[Items from a data source]
▼

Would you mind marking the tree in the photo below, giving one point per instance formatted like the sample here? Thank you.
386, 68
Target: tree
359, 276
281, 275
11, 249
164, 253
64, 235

▲

- **WORK TO COMPLETE**: Change "tree" to "bush" everywhere it occurs in the lines above, and reproduce them with nothing else altered.

- **SOLUTION**:
Would you mind marking the bush in the photo below, giving one point per instance formatted like the sample here? Thank you.
386, 68
Target: bush
359, 276
281, 275
11, 249
164, 253
64, 235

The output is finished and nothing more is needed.